(Information supplied begins)
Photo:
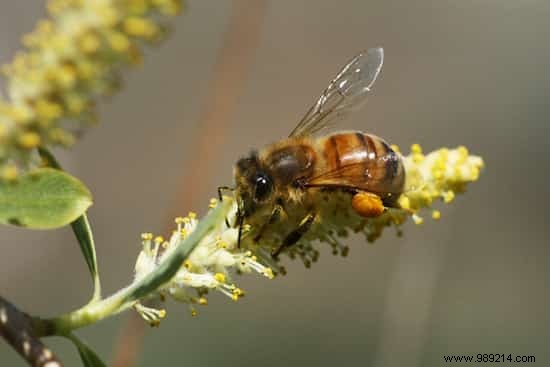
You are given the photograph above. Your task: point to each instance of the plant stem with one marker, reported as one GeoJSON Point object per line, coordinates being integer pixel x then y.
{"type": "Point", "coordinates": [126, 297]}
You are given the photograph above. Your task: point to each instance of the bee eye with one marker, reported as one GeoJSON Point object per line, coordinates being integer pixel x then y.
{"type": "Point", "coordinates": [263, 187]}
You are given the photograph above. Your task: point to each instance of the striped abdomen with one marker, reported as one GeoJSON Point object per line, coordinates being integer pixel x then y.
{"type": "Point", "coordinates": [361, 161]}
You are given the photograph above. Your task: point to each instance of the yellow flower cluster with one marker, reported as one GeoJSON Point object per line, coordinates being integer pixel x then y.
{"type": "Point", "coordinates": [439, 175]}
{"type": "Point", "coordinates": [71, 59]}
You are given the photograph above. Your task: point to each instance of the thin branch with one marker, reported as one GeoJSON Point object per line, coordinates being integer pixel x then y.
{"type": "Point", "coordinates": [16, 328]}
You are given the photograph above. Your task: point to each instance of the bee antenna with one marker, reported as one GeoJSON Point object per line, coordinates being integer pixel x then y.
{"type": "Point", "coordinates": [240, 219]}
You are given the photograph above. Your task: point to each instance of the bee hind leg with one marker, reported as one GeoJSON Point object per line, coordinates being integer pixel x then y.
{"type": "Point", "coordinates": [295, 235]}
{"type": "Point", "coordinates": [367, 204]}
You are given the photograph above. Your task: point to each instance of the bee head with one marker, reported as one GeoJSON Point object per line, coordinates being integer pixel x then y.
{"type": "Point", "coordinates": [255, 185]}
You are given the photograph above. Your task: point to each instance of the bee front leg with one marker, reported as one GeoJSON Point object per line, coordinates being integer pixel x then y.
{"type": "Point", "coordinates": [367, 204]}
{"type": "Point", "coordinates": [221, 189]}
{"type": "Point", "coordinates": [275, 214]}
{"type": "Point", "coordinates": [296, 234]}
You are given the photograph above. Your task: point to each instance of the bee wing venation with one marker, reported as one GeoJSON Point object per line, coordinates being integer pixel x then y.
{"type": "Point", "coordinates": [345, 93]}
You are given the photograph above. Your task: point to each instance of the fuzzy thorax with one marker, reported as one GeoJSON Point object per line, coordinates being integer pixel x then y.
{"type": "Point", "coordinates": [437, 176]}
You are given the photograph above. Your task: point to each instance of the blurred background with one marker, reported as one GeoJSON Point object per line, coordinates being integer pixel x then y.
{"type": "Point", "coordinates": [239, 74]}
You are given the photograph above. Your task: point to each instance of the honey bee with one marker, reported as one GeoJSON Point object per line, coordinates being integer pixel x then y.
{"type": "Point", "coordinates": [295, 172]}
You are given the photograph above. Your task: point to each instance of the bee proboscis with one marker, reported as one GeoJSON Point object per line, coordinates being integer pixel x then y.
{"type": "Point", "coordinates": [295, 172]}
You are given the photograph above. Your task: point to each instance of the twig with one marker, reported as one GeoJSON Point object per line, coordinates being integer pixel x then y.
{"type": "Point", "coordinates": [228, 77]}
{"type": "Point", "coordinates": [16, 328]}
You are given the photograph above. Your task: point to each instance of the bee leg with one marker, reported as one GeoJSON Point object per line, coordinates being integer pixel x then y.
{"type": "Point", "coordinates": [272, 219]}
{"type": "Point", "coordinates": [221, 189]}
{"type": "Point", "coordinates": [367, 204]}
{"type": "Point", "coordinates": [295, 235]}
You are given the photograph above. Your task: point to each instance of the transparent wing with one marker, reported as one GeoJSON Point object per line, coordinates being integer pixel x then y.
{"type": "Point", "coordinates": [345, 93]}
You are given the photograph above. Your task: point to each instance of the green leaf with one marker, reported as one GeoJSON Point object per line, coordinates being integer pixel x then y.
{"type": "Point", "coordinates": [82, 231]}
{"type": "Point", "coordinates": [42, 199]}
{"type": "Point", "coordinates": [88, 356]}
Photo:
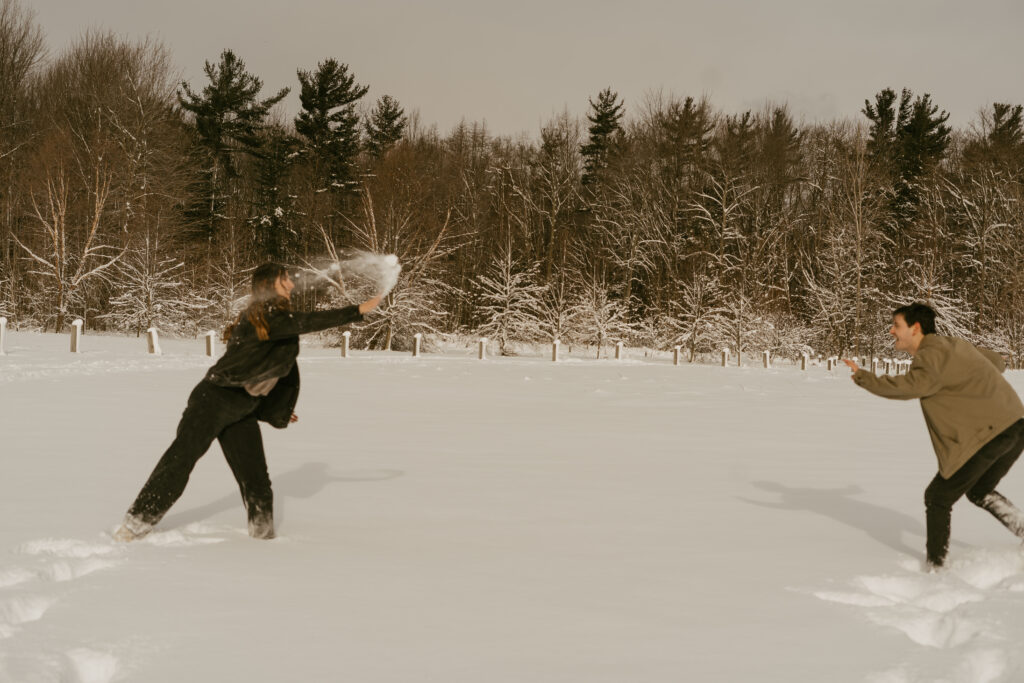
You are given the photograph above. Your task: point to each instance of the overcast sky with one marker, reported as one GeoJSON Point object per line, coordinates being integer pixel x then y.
(Information supplied ends)
(Information supplied begins)
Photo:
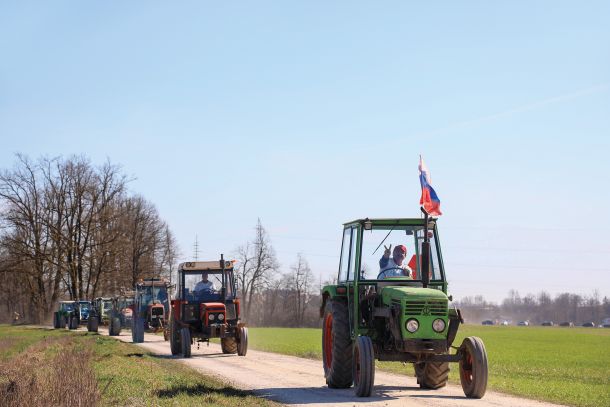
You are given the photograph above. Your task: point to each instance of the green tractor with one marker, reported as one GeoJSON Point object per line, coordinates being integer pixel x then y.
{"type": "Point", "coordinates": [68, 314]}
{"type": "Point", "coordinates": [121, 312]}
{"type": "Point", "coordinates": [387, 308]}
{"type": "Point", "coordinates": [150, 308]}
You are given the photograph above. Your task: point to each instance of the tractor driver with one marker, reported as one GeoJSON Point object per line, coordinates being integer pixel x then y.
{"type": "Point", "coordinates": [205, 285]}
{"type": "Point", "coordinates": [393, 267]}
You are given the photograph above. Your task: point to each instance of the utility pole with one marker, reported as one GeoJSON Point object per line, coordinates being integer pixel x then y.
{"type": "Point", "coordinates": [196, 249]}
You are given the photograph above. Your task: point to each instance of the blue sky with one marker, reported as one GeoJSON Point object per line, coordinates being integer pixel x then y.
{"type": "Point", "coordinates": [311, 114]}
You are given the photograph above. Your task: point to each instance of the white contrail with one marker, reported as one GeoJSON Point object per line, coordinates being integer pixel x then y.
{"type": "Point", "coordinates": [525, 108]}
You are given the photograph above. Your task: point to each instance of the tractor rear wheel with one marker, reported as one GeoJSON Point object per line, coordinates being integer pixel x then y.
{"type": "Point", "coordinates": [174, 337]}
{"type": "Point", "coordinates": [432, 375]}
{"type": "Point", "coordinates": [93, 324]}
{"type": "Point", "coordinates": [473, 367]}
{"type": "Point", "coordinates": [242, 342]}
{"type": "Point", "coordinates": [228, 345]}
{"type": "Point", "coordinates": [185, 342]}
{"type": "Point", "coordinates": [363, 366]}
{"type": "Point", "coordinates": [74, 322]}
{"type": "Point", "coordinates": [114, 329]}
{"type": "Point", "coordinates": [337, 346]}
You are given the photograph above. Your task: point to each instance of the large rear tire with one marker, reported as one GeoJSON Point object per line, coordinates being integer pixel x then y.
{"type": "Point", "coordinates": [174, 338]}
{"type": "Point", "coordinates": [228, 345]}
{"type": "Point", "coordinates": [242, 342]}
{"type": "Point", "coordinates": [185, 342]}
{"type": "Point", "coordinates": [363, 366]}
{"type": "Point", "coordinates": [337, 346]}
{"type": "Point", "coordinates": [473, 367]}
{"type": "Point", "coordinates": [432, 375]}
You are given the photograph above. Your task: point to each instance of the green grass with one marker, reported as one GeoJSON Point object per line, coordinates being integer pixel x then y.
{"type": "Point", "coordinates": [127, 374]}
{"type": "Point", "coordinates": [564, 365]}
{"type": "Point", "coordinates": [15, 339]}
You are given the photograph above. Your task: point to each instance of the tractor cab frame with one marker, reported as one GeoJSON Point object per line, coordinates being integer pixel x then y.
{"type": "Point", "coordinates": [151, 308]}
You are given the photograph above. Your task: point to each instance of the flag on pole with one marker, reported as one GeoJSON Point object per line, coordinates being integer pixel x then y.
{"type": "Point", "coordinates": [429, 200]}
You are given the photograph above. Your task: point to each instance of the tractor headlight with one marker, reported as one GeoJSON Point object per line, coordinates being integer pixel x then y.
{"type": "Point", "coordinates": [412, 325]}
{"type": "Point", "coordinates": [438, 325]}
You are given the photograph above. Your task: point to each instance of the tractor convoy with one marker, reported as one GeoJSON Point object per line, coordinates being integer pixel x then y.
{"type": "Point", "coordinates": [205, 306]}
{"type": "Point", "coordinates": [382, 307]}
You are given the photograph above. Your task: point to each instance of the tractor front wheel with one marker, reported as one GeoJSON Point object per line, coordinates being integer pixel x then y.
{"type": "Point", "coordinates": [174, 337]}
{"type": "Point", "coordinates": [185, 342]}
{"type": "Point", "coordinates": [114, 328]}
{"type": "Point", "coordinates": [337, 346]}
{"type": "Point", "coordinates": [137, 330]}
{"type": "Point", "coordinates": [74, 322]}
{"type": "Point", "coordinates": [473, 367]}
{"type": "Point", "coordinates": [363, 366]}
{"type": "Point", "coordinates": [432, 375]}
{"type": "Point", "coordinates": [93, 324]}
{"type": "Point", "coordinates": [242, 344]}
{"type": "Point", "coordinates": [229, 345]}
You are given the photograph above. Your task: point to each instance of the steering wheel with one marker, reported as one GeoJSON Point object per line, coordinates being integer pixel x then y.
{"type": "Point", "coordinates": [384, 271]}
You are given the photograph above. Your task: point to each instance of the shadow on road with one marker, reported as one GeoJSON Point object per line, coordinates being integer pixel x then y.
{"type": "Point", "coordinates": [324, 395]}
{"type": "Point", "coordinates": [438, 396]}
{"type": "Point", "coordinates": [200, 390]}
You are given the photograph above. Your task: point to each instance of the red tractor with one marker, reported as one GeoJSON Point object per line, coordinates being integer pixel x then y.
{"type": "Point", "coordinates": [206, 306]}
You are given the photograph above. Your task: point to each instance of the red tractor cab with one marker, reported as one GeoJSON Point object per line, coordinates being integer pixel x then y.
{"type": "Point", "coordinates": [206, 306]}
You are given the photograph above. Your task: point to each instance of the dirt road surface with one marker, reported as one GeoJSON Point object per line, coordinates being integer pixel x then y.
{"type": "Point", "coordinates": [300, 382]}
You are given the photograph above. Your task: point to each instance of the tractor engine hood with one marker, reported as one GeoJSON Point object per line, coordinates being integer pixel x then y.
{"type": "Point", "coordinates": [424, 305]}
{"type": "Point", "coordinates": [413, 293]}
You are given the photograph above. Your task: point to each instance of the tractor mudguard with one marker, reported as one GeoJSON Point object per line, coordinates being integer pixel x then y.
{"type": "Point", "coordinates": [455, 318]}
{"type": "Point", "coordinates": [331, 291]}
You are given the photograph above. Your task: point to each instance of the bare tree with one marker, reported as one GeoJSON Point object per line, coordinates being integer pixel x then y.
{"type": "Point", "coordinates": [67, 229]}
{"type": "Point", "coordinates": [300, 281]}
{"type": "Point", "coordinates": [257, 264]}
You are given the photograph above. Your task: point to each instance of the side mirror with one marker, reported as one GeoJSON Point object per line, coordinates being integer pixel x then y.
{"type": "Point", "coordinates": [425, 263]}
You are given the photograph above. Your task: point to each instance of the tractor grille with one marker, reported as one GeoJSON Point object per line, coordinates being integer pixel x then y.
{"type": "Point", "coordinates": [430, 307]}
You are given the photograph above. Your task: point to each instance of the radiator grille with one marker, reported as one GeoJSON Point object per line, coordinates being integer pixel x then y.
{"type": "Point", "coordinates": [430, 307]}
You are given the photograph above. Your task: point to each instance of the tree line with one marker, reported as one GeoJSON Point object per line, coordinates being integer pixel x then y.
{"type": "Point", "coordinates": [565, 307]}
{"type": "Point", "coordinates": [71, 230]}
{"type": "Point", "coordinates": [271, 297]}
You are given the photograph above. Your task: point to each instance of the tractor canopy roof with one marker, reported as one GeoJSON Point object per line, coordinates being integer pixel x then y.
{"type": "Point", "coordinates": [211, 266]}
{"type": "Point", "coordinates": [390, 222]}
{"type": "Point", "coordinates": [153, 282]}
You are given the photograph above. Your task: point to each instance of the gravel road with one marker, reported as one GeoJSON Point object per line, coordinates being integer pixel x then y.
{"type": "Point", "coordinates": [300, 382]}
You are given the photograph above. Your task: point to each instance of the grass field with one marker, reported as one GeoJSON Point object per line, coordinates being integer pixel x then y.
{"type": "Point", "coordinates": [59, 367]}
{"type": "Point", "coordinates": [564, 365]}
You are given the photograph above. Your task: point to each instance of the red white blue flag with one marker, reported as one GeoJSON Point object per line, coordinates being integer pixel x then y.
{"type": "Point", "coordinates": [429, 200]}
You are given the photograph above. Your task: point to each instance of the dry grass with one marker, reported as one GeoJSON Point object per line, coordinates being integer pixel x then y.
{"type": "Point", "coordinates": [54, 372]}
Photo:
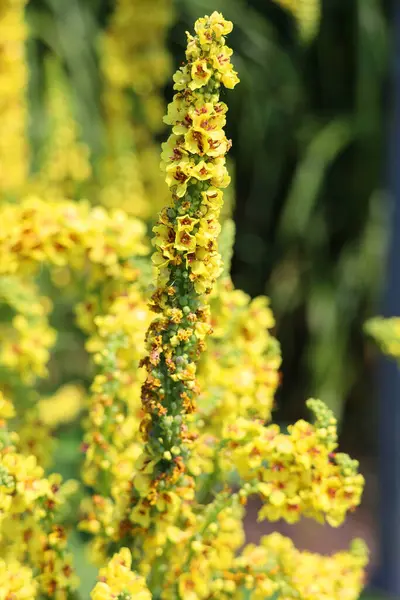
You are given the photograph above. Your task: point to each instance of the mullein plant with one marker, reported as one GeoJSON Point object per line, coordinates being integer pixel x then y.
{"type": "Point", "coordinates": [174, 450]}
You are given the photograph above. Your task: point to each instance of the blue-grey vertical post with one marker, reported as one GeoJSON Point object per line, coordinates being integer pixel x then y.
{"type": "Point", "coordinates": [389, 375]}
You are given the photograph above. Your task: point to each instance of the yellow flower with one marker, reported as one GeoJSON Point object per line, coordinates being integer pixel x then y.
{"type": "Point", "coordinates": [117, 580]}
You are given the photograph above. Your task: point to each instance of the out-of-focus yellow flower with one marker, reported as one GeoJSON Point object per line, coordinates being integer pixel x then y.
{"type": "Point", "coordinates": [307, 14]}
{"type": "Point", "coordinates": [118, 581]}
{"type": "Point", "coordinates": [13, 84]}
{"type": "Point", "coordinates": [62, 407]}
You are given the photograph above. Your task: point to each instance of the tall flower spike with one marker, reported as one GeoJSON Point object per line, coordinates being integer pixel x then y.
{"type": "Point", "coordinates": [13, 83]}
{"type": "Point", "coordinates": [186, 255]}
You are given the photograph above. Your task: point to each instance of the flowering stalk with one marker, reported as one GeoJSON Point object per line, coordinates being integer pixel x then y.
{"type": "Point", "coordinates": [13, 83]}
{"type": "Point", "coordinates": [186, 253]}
(Information supplied ends)
Copy the lines above between the one holding "of the blurred" and the one holding "of the overcast", inclusive. Drop the pictures.

* _Output of the exercise_:
You are given the photograph above. Your task: point to each instance of the blurred background with one marker, reported as one GeoJSON Point object per line, coordinates being integer pixel x then y.
{"type": "Point", "coordinates": [239, 74]}
You are given the photograph above. Your task: point to each instance of the honey bee with one marker, reported as one GeoJSON Point object per line, coordinates being integer pixel x then y.
{"type": "Point", "coordinates": [295, 172]}
You are given the photograph above. Your task: point to each instance of the bee proboscis with one marker, reported as one GeoJSON Point object per line, coordinates being integer pixel x then y.
{"type": "Point", "coordinates": [295, 172]}
You are given the photograph above. Your task: point to each instance of the twig with one marker, reported as one GeoJSON Point object per line, coordinates being integer pixel x then y.
{"type": "Point", "coordinates": [228, 77]}
{"type": "Point", "coordinates": [16, 328]}
You are given the photograph above. Your task: point to each instance of the bee leg with one marker, reported as one GeoJSON Point object per line, coordinates being integer pixel x then y.
{"type": "Point", "coordinates": [272, 219]}
{"type": "Point", "coordinates": [221, 189]}
{"type": "Point", "coordinates": [367, 204]}
{"type": "Point", "coordinates": [295, 235]}
You are given the photograph above. Your task: point to each instance of the transparent wing with one marker, reported as one GeoJSON Point object per line, coordinates being integer pixel x then y.
{"type": "Point", "coordinates": [345, 93]}
You are given the photograph above. Your task: point to each instance of the green leaf with one marker, reported as one GeoJSON Point object per line, coordinates being integer pixel x then y.
{"type": "Point", "coordinates": [82, 231]}
{"type": "Point", "coordinates": [42, 199]}
{"type": "Point", "coordinates": [88, 356]}
Photo:
You are given the photograph above. Your task: point to each instance of the overcast sky with one marker, reported as one GeoJSON Point object per line, coordinates being integer pixel x then y.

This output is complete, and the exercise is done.